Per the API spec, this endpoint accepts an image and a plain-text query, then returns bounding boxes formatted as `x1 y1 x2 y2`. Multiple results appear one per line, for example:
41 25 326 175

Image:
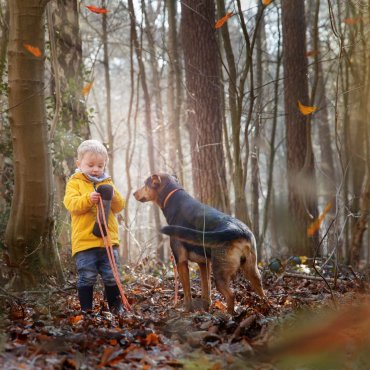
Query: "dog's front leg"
198 262 211 311
177 261 194 312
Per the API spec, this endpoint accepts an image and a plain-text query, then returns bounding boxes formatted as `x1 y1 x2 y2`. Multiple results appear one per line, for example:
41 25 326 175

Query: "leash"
96 197 132 311
171 253 179 306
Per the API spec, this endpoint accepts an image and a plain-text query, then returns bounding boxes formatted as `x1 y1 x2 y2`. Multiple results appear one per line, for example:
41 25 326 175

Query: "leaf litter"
0 263 370 370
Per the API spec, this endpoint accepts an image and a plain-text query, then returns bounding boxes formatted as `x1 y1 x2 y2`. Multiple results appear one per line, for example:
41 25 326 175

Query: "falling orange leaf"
23 44 42 57
86 5 109 14
82 81 94 95
298 100 317 116
307 202 332 236
343 17 361 26
306 50 320 57
215 12 234 29
213 301 226 311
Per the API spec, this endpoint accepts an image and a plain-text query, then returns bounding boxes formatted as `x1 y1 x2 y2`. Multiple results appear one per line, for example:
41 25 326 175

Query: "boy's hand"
90 191 100 204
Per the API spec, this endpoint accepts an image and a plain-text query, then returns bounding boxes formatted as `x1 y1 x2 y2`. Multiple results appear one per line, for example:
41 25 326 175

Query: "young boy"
64 140 125 314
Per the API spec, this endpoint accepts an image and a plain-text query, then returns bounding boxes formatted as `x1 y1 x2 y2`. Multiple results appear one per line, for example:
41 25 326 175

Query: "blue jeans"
75 247 120 288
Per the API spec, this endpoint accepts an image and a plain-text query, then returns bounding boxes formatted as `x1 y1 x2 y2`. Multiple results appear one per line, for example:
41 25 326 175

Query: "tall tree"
128 0 164 261
181 0 228 209
101 0 114 178
281 0 317 255
6 0 61 288
166 0 184 184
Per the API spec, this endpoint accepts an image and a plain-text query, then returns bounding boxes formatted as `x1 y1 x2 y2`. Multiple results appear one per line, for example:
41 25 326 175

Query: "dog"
134 173 266 314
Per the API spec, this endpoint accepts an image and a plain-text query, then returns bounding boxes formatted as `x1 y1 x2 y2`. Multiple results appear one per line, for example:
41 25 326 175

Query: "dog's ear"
150 175 161 189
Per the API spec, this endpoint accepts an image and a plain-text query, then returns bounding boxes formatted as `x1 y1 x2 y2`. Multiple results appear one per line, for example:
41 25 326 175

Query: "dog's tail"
161 226 253 247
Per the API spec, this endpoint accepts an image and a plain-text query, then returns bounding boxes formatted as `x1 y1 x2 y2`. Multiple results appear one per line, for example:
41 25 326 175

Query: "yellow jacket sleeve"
63 180 93 215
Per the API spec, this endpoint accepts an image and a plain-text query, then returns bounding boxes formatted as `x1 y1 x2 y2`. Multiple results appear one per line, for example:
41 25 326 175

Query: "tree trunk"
181 0 228 210
5 0 62 289
282 0 317 256
101 0 114 179
251 5 265 254
166 0 184 184
128 0 164 261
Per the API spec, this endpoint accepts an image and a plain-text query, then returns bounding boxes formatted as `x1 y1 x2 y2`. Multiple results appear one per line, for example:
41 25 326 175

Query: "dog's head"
134 173 181 207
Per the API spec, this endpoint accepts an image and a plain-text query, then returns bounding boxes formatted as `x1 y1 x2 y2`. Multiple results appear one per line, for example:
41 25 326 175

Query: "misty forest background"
0 0 370 288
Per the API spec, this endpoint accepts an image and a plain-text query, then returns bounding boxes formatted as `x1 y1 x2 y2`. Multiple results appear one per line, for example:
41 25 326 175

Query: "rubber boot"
93 185 113 238
78 286 94 312
105 285 125 315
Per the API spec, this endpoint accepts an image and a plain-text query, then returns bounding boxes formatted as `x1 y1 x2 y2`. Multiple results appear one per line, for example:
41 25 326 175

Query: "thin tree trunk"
0 1 9 83
166 0 184 184
122 28 139 262
251 4 265 254
141 0 168 168
101 0 114 178
181 0 228 210
259 11 282 253
282 0 317 256
5 0 62 289
128 0 164 261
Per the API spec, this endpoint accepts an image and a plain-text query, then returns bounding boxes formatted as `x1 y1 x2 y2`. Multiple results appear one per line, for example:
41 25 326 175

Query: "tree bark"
181 0 228 210
101 0 114 179
166 0 184 184
282 0 318 256
128 0 164 261
5 0 62 289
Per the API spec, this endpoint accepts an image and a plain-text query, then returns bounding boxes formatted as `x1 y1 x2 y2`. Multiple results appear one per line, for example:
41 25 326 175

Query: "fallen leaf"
298 100 317 116
213 301 226 311
85 5 109 14
141 333 159 346
82 81 94 95
23 44 42 57
215 12 234 29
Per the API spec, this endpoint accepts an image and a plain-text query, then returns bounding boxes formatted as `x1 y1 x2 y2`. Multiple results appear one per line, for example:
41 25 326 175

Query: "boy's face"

::::::

Return each line of the material above that contains the string "tree", matching case exactly.

**Final answer**.
Query: "tall tree"
Query: "tree trunk"
Query: "thin tree trunk"
Query: "tree bark"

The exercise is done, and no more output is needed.